:: Document text ::
──────────────────────────────

Studying Mental Health in Zanzibar.
Most patients go to Kidongo Chekundu Mental Hospital in Zanzibar City as a last resort.
“Many people go to traditional or spiritual healers first, and these healers may treat severe disorders like schizophrenia with traditional herbs and special prayers,” says MPH student Damilola Iyiola, who spent her summer researching perceptions of mental illness in Zanzibar. “This delayed treatment has negative consequences for the individual, their families, the community, and the health system. It has led to worsened health status, incarceration, and other preventable outcomes.”
Although most Zanzibaris view mental illness as a “spiritual attack” rather than a health issue, that perception is not the main barrier to care, says Iyiola.
Instead, it is access.
Kidongo Chekundu is the only psychiatric hospital in Zanzibar, a semi-autonomous group of islands off the coast of Tanzania with a population of 1.3 million people. Interviewing psychiatric hospital workers and patients, as well as other Zanzibaris, in their native Kiswahili—thanks to a Foreign Language Area Studies (FLAS) fellowship from the Boston University African Studies Center—Iyiola learned of the difficulties reaching the hospital. Paying for transport, spending a day traveling, and missing work all keep patients and their families from seeking care at Kidongo Chekundu, even if they know that psychiatric care will be more effective than a traditional or spiritual healer.
“Many people would prefer more community-based services so they don’t have to leave their communities to get care,” Iyiola says. Integrating mental health services into primary, community-based care is becoming a central goal in the global mental health field, she adds, by training non-specialist healthcare workers to deliver mental health care. That work has already begun with Health Improvement Project Zanzibar (HIPZ), a UK-based organization that has incorporated mental health into two primary care clinics.
“This is a great shift in the right direction,” Iyiola says, though she is quick to point out that three facilities are still far too few for all of Zanzibar.
Integrated services can also address the issue of stigma, she says, because patients could receive care in the same way they would for any other illness. Community health workers can also become advocates and educators around mental illness.
“Changing perception about mental illness could be a slow process, but it can be done in tandem with scaling up services,” Iyiola says.
Iyiola began studying Kiswahili through the BU African Studies Center, including taking a special course focused on health topics and language designed and taught by African Studies faculty on the Medical Campus. Two to four SPH students have received FLAS fellowships from the African Studies Center each year for the last six years, reflecting the close relationship between SPH and the Center. MPH student Kaylee Kim also went to Zanzibar this past summer, where both students took daily Kiswahili classes at the State University of Zanzibar. Suegatha Kai-Rennie, a dual-degree student at SPH and the Frederick S. Pardee School of Global Studies, was the third SPH fellow, and spent her summer in Uganda.
Iyiola, who is Nigerian and a native speaker of English and Yoruba, studied Kiswahili at BU for two semesters before going to Zanzibar: “I’ve also always been fascinated by language and how much more information you can get when you cross a language barrier.”
Her studies paid off. “In Zanzibar, many people speak English because they’ve learned it in school, but many people either haven’t received that education or do not speak English comfortably,” she says. “Because I was able to speak Kiswahili, I was able to speak to people along the range of educational statuses in order to get different perspectives. I’m grateful for the knowledge I had, because I was able to speak with a diverse range of people who I might have not otherwise been able to communicate with.”
Iyiola is currently finishing a report of her findings for Kidongo Chekundu Mental Hospital, and says she hopes it will be useful in future advocacy for mental health care in Zanzibar.
“I’m hopeful, because there is some recognition of mental health needs and there is a feasible way of reaching those needs—but this still loops back to perceptions of mental illness” and of who should care about it, she says. Iyiola’s host family and other Zanzibaris she explained her project to would inevitably ask her if she had a mental illness.
“It was usually meant as an innocent question, but it reinforced the insidious perception that those who suffer from mental illness and their families are the only ones who need to care about these issues,” she says. “It’s a false and costly perception.”

──────────────────────────────

:: Exercise brief ::
Summarize the article on studying mental health in Zanzibar in two sentences.

──────────────────────────────

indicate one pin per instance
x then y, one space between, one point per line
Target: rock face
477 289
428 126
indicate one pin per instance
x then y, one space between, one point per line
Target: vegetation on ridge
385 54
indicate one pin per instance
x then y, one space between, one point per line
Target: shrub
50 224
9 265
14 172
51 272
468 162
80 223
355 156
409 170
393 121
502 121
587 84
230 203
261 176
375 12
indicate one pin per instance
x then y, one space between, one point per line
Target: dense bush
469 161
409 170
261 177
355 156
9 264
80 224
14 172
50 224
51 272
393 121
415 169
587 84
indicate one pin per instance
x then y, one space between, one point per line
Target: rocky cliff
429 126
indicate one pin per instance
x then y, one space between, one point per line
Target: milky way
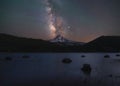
56 23
77 20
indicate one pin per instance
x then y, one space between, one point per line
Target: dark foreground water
49 69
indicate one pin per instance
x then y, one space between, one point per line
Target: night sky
80 20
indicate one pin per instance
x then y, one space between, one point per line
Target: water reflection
48 68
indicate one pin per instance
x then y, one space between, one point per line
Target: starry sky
82 20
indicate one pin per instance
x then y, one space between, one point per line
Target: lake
50 69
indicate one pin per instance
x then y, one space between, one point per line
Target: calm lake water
47 69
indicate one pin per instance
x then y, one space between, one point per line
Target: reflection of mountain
10 43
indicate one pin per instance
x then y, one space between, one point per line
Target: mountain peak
60 39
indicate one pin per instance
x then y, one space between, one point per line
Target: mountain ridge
9 43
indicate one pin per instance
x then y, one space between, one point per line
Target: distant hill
9 43
104 44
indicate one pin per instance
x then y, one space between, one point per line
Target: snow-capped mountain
61 40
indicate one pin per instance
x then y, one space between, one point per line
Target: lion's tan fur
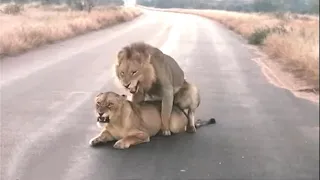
132 123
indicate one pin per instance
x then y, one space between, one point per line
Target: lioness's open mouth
135 89
103 119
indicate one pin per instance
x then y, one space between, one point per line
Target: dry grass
296 47
36 25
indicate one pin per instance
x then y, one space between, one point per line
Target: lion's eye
110 104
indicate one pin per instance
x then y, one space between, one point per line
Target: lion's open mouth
103 119
135 89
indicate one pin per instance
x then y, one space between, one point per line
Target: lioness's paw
93 141
166 132
121 145
191 129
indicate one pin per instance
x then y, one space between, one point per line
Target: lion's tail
200 122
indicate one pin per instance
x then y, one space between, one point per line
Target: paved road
263 132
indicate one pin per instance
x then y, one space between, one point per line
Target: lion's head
134 69
107 104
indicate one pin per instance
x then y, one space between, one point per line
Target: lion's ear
123 54
123 96
97 96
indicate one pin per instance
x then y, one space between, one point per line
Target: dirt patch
290 43
281 78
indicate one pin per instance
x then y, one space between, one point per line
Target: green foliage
258 36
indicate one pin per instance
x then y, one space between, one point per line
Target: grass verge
32 25
292 40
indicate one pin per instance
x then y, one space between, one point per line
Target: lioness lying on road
131 123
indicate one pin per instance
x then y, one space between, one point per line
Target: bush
259 35
12 9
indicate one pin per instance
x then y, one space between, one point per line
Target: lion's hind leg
178 122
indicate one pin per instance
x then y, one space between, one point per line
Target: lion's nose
127 85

──────────────────────────────

:: Output of the exercise ::
MPH student Damilola Iyiola spent her summer researching perceptions of mental illness in Zanzibar, interviewing people in Kiswahili, and found that access, not the widespread view of mental illness as a "spiritual attack," is the main barrier to care at Kidongo Chekundu, the islands' only psychiatric hospital. She calls the integration of mental health into community-based primary care a shift in the right direction, though three facilities are still far too few, and she is finishing a report for the hospital that she hopes will support future advocacy.